> Excerpted text
────────────────────────────────────────

Although she believed the abortion would solve her family’s immediate problems, “in my heart and soul, I knew it was wrong. The abortion I chose to have not only murdered my innocent baby, it damaged me physically, mentally, and spiritually.”
Because of harm done to her uterus during the abortion, Mrs. English had to have a hysterectomy. “No more children, ever,” she said. “I was 22.”
Years of guilt, depression, and drug use followed, as well as a divorce. “Depression and thoughts of suicide were frequent,” she said. She went back to school and studied music education and nursing, but after the obstetrics rotation, “I would go home at night . . . and sob uncontrollably. Never would I hold my own baby. I was unforgivable, but I knew I could ease the pain and shame. Again I turned to drugs.”
Healing came after a conversion experience in 1999, a 12-step program for sobriety, remarriage, and discovering Father Pavone’s Priests for Life website.
“It is critically important for those who have been involved with abortion to have our regrets heard and acknowledged as the truth,” said Mrs. English. “Now each January I am committed to walking with my brothers and sisters who have come forward—the men holding signs that say “I regret my lost fatherhood.” We march with Father Frank. He leads us and gives us the courage to stand up and to be silent no more.”

────────────────────────────────────────

> Provided data

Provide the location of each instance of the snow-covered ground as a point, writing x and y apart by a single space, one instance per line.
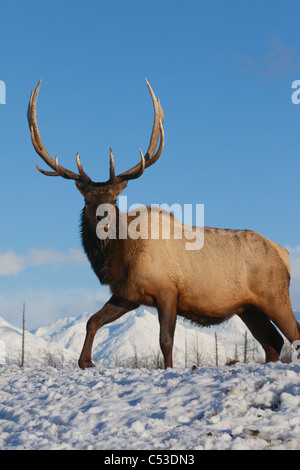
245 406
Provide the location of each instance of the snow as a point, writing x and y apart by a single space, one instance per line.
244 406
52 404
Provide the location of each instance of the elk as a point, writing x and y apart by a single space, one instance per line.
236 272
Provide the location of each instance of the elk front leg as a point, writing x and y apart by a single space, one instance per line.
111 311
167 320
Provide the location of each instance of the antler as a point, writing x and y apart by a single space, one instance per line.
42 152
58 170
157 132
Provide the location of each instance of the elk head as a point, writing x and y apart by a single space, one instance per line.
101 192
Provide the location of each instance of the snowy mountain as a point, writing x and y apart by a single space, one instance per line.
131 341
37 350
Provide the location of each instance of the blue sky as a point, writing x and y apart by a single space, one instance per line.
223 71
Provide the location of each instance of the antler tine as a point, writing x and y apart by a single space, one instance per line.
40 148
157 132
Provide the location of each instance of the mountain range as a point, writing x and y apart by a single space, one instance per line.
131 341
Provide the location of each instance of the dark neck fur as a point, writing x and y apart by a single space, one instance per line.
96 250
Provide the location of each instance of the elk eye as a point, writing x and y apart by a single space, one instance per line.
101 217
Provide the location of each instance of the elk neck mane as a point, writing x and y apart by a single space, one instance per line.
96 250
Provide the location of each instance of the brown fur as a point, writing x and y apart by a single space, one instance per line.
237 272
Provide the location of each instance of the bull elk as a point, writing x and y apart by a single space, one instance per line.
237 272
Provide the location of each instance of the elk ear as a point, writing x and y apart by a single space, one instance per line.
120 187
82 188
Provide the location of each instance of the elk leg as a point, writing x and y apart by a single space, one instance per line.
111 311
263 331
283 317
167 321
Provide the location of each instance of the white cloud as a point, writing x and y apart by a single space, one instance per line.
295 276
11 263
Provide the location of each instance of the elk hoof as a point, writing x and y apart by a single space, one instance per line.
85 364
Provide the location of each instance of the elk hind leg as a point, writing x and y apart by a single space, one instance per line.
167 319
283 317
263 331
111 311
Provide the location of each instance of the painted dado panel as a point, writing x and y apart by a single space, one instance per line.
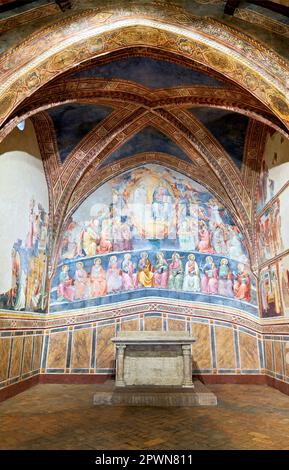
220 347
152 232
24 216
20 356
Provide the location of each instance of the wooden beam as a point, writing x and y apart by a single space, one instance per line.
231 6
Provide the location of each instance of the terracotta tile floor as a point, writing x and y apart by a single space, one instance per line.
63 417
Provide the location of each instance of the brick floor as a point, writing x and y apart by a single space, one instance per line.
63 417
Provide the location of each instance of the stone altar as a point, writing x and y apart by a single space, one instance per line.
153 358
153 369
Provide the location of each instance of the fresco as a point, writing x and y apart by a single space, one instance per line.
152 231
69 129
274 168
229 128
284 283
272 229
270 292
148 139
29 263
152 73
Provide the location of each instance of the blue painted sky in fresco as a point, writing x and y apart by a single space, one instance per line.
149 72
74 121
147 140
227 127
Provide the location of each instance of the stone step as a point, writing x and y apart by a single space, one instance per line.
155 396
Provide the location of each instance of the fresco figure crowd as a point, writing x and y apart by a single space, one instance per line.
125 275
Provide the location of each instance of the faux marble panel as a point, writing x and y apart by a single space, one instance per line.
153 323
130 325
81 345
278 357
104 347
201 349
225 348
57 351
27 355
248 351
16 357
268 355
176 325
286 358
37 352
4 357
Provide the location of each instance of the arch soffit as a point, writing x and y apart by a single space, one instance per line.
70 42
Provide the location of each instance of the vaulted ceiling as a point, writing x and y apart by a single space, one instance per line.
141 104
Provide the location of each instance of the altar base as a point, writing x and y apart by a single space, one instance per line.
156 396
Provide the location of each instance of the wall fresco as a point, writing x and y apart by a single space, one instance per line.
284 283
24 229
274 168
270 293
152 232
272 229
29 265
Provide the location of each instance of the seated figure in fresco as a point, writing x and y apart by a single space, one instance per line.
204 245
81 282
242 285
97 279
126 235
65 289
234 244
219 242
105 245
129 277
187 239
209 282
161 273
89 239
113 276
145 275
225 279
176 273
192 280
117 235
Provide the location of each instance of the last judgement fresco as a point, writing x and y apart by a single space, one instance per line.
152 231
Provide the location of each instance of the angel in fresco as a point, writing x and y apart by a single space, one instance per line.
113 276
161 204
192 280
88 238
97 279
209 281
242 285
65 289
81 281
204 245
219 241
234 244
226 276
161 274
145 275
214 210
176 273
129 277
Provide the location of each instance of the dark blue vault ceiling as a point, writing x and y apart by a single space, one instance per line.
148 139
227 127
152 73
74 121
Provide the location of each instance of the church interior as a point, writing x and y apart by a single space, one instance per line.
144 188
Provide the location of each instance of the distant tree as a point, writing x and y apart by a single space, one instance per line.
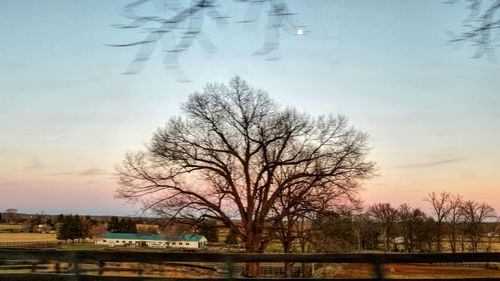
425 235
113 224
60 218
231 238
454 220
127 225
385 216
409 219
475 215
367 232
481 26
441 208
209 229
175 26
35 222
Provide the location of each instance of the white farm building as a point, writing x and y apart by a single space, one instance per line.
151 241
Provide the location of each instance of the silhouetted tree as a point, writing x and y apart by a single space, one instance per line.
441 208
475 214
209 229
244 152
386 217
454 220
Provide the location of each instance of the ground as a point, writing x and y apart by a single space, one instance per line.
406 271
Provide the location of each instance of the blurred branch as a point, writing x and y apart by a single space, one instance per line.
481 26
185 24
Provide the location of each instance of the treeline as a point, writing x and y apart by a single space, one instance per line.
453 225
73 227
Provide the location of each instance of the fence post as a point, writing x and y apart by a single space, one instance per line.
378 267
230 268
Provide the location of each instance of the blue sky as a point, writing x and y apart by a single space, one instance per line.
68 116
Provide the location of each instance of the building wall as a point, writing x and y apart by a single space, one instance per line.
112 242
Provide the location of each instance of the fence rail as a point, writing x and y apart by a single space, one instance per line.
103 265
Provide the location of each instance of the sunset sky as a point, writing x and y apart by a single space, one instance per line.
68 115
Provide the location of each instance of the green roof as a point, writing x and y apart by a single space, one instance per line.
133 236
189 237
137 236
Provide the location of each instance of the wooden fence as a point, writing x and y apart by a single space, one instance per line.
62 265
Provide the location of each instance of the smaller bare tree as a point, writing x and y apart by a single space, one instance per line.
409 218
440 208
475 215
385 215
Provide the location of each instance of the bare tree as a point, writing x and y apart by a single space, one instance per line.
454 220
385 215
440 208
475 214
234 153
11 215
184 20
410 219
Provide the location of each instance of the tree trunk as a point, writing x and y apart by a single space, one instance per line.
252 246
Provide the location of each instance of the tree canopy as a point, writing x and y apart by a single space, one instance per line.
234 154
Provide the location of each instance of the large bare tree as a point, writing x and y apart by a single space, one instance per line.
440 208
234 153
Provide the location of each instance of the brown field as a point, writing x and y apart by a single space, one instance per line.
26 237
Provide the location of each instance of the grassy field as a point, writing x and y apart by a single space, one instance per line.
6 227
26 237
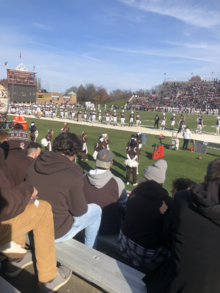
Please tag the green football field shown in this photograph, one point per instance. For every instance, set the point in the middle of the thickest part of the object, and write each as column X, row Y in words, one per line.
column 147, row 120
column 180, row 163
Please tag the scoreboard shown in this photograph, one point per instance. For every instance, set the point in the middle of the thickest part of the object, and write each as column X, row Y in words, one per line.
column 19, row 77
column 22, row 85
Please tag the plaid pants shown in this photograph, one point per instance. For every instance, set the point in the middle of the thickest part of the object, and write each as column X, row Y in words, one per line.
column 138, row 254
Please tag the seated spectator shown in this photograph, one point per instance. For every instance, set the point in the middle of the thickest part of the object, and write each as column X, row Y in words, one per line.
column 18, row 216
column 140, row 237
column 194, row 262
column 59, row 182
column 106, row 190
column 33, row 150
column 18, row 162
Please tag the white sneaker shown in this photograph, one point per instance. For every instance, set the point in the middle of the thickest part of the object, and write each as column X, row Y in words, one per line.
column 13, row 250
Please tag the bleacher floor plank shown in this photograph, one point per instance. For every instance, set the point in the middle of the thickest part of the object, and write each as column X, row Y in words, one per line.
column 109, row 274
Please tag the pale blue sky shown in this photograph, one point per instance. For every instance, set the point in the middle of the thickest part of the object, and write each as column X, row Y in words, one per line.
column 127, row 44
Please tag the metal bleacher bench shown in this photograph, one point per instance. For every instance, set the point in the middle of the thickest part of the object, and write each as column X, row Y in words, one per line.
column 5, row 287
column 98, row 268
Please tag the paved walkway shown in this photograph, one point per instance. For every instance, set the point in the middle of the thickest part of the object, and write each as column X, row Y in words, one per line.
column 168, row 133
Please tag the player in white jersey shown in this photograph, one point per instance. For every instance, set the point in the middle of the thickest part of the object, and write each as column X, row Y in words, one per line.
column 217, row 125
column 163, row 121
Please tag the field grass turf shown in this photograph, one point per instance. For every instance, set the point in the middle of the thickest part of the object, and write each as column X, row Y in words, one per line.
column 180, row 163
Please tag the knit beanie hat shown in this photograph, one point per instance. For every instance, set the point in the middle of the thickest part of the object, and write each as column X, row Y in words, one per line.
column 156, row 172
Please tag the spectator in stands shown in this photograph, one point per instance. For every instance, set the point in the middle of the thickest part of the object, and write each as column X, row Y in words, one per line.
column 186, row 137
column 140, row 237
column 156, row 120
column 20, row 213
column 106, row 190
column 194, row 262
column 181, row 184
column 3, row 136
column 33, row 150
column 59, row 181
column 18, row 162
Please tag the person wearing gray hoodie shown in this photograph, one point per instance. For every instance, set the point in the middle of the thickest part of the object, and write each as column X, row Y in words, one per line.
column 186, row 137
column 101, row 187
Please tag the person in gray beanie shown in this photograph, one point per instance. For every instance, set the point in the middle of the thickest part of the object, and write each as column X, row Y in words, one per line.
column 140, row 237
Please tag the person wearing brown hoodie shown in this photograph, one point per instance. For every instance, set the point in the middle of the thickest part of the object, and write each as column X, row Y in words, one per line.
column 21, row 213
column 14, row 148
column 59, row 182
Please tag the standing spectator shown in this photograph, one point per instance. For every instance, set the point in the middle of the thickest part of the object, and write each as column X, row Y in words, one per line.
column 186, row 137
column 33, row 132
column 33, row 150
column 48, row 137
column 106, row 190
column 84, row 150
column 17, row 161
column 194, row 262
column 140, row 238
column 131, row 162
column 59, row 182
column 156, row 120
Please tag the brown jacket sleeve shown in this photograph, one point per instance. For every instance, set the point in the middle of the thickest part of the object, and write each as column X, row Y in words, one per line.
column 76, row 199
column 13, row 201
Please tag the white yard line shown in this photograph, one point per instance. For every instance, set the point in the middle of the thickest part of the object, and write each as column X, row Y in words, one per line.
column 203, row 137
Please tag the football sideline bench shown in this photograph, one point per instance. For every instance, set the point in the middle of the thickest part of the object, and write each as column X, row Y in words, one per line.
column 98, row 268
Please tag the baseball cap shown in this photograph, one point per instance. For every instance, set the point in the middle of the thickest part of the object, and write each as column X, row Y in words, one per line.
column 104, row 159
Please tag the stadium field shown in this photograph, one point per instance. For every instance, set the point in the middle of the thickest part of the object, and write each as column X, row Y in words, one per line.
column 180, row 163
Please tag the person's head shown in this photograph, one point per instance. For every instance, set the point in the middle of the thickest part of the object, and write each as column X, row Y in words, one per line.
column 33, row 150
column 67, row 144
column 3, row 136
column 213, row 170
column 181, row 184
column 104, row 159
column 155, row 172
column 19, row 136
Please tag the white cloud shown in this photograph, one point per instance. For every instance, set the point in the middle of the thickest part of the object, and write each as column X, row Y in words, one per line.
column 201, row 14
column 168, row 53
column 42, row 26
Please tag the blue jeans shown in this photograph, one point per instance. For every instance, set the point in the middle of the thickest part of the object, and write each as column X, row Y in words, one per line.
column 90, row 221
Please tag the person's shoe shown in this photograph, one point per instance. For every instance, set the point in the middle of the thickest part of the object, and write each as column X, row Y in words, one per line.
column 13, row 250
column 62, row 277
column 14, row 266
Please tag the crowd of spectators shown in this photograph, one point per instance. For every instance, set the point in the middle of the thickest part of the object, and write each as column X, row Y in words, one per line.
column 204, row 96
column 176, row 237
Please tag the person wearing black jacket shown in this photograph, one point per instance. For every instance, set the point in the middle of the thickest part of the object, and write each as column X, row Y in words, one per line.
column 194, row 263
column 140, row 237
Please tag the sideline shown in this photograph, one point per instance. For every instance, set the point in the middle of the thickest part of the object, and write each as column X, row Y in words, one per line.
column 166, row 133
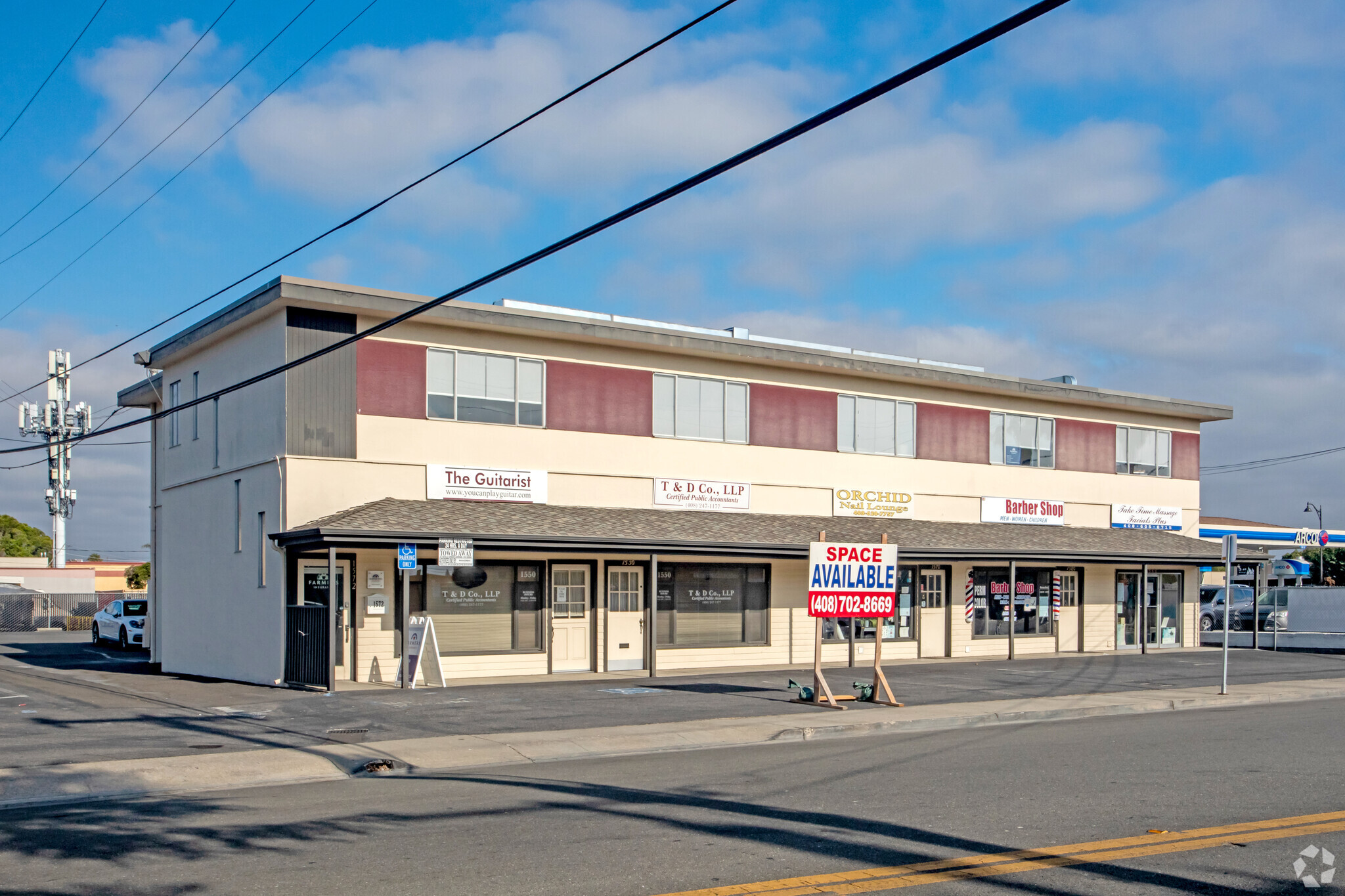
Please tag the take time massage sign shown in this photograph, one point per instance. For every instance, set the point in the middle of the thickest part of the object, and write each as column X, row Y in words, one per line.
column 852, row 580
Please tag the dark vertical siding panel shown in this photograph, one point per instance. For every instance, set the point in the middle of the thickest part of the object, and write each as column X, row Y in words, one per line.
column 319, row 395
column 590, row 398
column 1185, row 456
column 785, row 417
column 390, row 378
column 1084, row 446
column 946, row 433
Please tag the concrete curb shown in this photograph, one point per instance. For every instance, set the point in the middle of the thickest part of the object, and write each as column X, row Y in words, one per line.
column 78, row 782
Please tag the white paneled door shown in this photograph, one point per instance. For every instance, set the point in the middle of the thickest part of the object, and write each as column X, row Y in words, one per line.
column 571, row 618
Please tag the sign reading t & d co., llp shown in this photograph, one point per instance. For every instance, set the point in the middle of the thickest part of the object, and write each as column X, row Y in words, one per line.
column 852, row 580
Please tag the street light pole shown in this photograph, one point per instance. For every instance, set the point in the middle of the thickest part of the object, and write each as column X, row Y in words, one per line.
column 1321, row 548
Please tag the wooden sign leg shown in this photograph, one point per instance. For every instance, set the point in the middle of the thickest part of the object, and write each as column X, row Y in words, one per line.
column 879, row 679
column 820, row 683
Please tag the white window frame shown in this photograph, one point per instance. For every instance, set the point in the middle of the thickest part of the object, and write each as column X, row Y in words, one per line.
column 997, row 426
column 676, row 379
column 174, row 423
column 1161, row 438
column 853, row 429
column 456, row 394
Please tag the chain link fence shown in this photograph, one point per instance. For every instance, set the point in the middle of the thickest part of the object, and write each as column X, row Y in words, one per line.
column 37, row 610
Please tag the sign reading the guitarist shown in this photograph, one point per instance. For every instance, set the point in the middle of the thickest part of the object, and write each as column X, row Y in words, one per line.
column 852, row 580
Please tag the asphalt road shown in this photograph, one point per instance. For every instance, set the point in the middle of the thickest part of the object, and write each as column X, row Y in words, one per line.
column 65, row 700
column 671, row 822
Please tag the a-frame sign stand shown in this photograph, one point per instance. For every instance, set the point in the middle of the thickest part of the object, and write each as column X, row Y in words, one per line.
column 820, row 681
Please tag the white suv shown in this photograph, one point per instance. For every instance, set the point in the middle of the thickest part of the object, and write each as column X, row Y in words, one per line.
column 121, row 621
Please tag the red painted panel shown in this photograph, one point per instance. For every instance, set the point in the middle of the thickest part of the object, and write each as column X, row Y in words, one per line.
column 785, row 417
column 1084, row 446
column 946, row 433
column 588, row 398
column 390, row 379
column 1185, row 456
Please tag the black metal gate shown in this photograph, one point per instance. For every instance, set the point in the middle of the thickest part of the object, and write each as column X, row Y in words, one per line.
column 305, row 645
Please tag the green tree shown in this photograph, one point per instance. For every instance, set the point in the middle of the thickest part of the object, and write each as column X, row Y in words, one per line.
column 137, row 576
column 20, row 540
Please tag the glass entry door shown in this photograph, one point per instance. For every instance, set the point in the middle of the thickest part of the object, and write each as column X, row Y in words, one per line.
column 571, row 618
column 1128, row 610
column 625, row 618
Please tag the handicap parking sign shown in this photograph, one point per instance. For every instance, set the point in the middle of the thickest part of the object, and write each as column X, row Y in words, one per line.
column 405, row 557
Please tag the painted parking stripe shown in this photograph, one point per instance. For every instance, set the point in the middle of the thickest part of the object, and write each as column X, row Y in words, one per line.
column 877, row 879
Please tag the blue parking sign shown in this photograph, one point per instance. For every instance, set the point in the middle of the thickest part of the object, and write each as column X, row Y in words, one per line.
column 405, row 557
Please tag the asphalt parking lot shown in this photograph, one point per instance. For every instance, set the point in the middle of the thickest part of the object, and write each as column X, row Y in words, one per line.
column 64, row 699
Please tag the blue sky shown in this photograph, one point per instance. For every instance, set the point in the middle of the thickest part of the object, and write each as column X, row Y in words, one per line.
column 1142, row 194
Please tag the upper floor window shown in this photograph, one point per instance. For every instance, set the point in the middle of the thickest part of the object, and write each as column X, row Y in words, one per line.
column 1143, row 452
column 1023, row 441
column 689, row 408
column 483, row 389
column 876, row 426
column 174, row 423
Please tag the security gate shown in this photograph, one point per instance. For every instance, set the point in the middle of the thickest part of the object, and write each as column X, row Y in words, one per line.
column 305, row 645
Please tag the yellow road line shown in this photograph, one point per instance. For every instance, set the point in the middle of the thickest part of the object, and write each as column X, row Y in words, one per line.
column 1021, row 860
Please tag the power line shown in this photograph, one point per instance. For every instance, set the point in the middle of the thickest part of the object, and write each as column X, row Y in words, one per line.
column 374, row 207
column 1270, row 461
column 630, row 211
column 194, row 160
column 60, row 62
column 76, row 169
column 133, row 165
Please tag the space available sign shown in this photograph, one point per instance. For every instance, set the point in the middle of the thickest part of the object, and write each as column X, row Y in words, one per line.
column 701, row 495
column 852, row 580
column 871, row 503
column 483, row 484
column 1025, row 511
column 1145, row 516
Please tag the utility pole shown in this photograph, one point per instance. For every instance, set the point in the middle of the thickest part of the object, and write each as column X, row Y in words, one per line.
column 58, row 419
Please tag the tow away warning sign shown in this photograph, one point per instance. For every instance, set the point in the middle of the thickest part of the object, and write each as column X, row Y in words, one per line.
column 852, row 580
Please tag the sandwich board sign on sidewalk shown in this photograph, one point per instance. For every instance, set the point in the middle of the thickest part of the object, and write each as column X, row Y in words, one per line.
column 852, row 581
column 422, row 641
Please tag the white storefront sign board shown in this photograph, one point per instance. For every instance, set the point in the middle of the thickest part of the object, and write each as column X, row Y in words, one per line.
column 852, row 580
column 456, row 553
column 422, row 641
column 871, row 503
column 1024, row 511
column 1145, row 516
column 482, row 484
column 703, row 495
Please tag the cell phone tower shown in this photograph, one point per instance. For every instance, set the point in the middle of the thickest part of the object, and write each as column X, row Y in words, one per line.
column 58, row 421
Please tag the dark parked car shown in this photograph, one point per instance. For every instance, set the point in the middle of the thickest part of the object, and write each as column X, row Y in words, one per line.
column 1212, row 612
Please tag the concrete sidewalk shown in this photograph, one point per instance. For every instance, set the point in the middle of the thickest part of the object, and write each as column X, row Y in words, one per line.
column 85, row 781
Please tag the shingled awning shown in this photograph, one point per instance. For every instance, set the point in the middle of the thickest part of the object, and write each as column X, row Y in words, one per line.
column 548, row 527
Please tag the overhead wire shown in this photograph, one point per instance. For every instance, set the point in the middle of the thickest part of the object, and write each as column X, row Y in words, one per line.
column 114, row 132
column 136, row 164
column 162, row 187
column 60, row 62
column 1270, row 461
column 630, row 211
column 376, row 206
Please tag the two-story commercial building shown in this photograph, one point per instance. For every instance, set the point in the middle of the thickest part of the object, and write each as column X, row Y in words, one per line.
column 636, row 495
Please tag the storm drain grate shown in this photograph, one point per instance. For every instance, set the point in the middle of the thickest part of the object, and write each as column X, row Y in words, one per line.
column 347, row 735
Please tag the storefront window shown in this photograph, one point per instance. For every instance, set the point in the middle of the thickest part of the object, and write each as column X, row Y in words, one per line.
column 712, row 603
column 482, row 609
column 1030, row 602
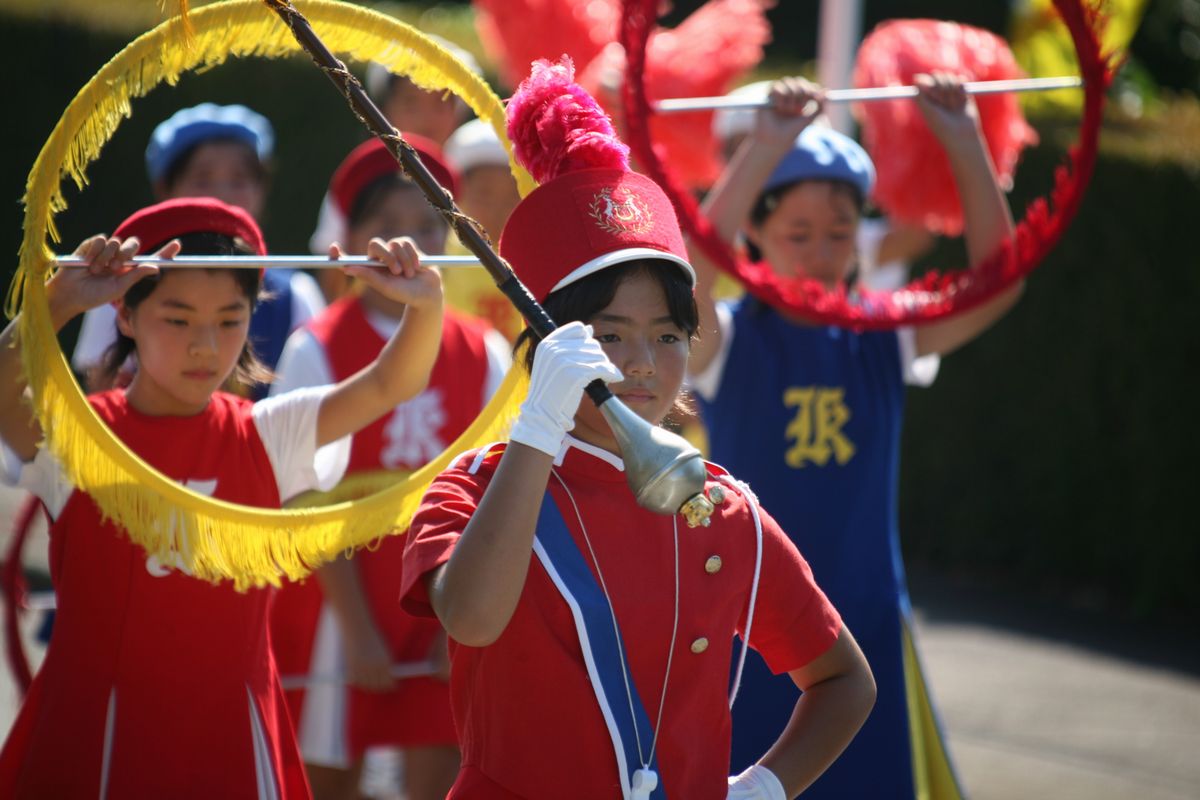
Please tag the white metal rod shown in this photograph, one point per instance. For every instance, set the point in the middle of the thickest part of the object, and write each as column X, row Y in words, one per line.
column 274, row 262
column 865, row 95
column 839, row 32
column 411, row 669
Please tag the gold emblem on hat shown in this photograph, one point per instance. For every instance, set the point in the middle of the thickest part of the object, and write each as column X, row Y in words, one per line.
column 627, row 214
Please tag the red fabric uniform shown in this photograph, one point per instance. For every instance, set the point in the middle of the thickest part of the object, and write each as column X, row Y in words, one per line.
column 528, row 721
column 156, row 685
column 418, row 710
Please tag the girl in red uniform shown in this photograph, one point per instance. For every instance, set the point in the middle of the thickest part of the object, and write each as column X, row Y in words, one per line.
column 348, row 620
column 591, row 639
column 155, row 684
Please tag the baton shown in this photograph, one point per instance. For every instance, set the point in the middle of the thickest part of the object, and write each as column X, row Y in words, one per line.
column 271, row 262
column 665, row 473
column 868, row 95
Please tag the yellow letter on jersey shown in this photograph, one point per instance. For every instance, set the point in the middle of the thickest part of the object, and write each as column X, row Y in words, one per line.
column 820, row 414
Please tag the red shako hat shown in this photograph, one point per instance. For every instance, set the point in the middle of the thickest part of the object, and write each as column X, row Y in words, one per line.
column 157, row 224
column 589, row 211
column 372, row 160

────────────────────────────────────────

> Requirements
1: According to the account of Mrs. English, what things did her healing come after? List them all.
2: Summarize the account of Mrs. English in two sentences.
The material plays no part in this work.

> Completed exercise
1:
- A conversion experience in 1999
- A 12-step program for sobriety
- Remarriage
- Discovering Father Pavone's Priests for Life website

2: Mrs. English says the abortion she chose damaged her physically, mentally, and spiritually, leading to a hysterectomy at 22 and years of guilt, depression, drug use, and a divorce. Healing came after a 1999 conversion experience, a 12-step program, remarriage, and discovering Father Pavone's Priests for Life website, and each January she now marches with others who have come forward, led by Father Frank.